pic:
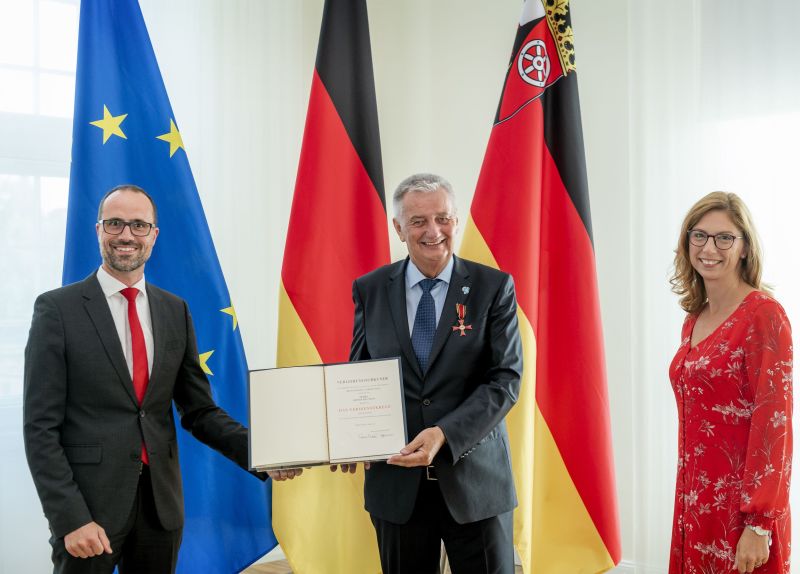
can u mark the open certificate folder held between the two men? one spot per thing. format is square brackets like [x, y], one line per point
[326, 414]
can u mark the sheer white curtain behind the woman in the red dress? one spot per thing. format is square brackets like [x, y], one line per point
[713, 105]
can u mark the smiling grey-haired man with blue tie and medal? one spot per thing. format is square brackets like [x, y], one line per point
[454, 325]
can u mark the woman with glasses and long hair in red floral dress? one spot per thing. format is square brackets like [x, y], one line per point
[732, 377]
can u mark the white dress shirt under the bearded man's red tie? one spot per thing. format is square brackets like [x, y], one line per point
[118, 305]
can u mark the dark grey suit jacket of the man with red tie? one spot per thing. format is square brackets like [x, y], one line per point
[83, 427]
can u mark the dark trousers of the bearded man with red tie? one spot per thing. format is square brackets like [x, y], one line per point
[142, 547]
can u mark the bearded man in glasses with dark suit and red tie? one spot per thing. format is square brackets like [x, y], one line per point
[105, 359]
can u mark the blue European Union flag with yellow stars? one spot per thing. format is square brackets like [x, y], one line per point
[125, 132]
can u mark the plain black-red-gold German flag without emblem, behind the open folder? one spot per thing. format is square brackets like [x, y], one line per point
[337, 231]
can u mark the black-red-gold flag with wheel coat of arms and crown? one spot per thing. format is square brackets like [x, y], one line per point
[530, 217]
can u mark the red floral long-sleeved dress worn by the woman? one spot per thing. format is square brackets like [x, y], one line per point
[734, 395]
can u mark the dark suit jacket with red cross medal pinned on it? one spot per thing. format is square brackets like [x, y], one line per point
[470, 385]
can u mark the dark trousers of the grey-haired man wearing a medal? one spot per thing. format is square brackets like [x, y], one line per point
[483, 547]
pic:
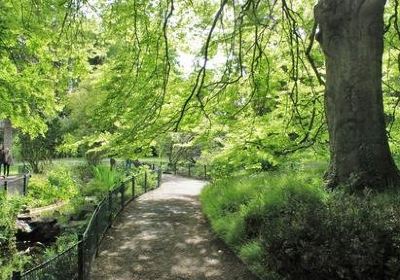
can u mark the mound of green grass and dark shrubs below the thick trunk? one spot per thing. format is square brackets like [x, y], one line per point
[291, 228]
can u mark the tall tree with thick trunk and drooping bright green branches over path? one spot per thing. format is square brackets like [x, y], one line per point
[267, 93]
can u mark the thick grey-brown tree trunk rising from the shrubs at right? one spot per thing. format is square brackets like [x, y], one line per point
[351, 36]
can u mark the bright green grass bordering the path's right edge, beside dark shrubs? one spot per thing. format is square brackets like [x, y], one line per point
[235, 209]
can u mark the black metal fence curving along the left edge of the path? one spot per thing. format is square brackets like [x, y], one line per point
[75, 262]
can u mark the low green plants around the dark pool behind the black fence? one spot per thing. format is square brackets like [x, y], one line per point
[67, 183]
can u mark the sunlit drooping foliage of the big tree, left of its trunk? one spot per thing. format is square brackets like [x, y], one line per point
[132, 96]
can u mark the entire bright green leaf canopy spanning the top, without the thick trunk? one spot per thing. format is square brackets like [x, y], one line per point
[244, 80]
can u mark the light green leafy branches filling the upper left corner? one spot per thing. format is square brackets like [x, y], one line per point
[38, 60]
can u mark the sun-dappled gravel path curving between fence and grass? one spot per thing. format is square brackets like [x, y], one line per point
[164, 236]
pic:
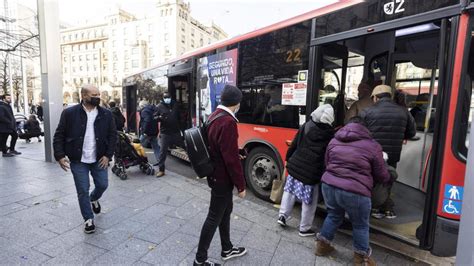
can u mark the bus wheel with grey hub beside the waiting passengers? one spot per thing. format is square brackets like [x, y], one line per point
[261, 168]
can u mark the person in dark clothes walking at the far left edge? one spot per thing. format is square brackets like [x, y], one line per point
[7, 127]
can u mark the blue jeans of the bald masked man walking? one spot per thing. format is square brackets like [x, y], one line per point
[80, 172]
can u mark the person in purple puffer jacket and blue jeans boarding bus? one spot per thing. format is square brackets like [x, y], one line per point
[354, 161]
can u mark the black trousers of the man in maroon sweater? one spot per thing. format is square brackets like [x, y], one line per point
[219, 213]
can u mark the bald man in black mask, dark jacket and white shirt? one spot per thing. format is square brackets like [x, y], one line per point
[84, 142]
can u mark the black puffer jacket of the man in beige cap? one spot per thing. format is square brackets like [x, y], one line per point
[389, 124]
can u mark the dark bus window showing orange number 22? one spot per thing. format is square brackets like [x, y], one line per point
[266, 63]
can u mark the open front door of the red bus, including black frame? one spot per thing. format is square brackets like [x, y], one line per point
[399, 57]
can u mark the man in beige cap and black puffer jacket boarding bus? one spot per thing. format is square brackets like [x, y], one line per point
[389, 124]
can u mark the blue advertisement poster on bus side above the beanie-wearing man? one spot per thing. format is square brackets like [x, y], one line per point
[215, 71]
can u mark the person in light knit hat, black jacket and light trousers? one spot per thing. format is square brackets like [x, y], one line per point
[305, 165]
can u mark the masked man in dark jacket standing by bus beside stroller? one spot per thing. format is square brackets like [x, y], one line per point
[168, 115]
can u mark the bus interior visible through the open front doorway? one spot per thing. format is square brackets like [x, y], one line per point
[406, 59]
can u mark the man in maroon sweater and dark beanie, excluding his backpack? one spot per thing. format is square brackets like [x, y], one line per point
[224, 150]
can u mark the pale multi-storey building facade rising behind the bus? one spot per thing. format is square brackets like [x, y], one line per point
────────────────────
■ TASK OBJECTIVE
Your task is to set down the records shown above exactly, minus any pictures.

■ PROBLEM SOLUTION
pic:
can u mark the open certificate folder held between the two men? one spot per thing. format is square brackets like [x, y], one line per point
[326, 414]
can u mark the sheer white curtain behind the woman in the red dress? one spot per thing. format is square brackets like [x, y], one line per point
[713, 105]
can u mark the smiling grey-haired man with blue tie and medal? one spot per thing. format is square brackets like [x, y], one line per point
[454, 325]
can u mark the woman with glasses and long hair in red floral dress? one spot per thing. format is square brackets like [x, y], one line per point
[732, 377]
can u mark the white dress shirt under the bearded man's red tie? one spot per thing. format is square brackets like [x, y], one line per point
[118, 305]
can u mark the dark grey suit jacket of the man with red tie? one spot per thing. format is square brackets like [x, y], one line per point
[83, 427]
can u mark the dark trousers of the bearded man with red tie? one spot per thing. format is square brackets like [x, y], one line per point
[142, 547]
can u mark the bearded man in glasses with dark suit and red tie? one spot per thing. format is square brackets like [x, y], one line per point
[105, 359]
can u mark the blue European Union flag with yellow stars? one spot per thing. format is square brackets like [x, y], one line per point
[125, 132]
can u mark the plain black-red-gold German flag without emblem, behind the open folder? one spot per thing. format is square brackets like [x, y], one line per point
[337, 231]
can u mark the black-red-gold flag with wheel coat of arms and crown? one spot per thing. format is square brackets like [x, y], one line per point
[530, 217]
can u mark the red floral long-sleeved dress worn by the woman? one spot per thing. format is square brackets like [x, y], one line per point
[734, 395]
can u mark the dark suit jacket with red cross medal pinned on it? one spot per thing. format is square brackets like [x, y], one line per point
[470, 385]
can u mark the dark trousers of the grey-haired man wearing a medal? one spot per thing. format is square brackets like [x, y], one line per point
[483, 547]
pic:
can u mark the mound of green grass and dark shrubs below the thick trunk? one spot per thing. format is square brackets like [x, y], one line per point
[291, 228]
can u mark the tall tree with thick trunk and drooping bright green branches over path? one spot per thing. format is square brackets like [x, y], one line per point
[267, 93]
can u mark the thick grey-brown tree trunk rising from the shrubs at right? one spot per thing. format is square brackets like [x, y], one line per point
[351, 36]
can u mark the bright green grass bordering the path's right edge, beside dark shrubs? one spot per thing. format is square brackets like [x, y], one line per point
[235, 209]
can u mark the black metal fence curving along the left edge of the path? one spot per thing. format is square brackets like [x, y], one line per point
[75, 262]
can u mark the low green plants around the dark pool behind the black fence? one spot per thing. format is square brackets like [x, y], one line per point
[67, 183]
can u mark the sunlit drooping foliage of the big tree, left of its trunk? one spot per thing. format is square brackets like [x, y], one line per point
[132, 96]
can u mark the entire bright green leaf canopy spanning the top, without the thick trunk? one spot per thing. format is square brackets like [x, y], one line per point
[244, 80]
can u mark the light green leafy branches filling the upper left corner? one spot per thing. format is square brackets like [x, y], one line per point
[38, 60]
can u mark the sun-dappled gravel path curving between fence and grass? one spot per thing. format is square brackets like [x, y], one line per point
[164, 236]
pic:
can u mark the bus wheel with grey hub beside the waiting passengers? one spot per thing. format is square brackets like [x, y], one line per point
[261, 168]
can u mark the person in dark clothes walking at the far left edge? one spot per thing. format is square brackets like [x, y], one line per point
[7, 127]
can u mark the blue jeans of the bald masked man walking? one spot per thing. format is square brackets like [x, y], one line per point
[80, 172]
can u mark the person in purple puffer jacket and blue jeans boarding bus? one spot per thing. format is square brackets like [x, y], one line per point
[354, 161]
can u mark the black trousers of the man in maroon sweater? one spot per thing. format is square brackets like [x, y], one line per point
[219, 213]
can u mark the bald man in black mask, dark jacket and white shirt? one spot per thing. format is square brackets like [x, y], one line per point
[84, 142]
can u mark the black puffer jacket of the man in beige cap? one spot per thing. format is square brackets like [x, y], one line per point
[389, 124]
can u mark the dark bus window showing orange number 22? one spot per thing. format is square brackets like [x, y], one line per point
[266, 63]
can u mark the open front door of the red bus, including black frame? one spot per thing. format is square brackets like [x, y], one line per point
[399, 57]
can u mark the man in beige cap and black puffer jacket boarding bus? one spot per thing. format is square brackets like [x, y], one line per point
[389, 124]
can u mark the blue advertisement poster on bus side above the beanie-wearing man? one spot per thing. format is square brackets like [x, y], one line per point
[215, 71]
can u mark the person in light knit hat, black jacket and light trousers? one spot per thing. format is square brackets like [x, y], one line per point
[305, 165]
can u mark the masked man in dark jacket standing by bus beside stroller? one spot per thing. format is square brackets like [x, y], one line per point
[168, 115]
can u mark the bus interior visible through the open front doorway? one spot per thing. format is square brackets like [x, y], one line per point
[406, 59]
can u mark the man in maroon sweater and dark beanie, excluding his backpack? one spot per thing. format is square brackets like [x, y], one line per point
[224, 150]
can u mark the pale multi-storey building facade rising behind the bus? one spot per thing. format is square brackets like [x, y], one line per point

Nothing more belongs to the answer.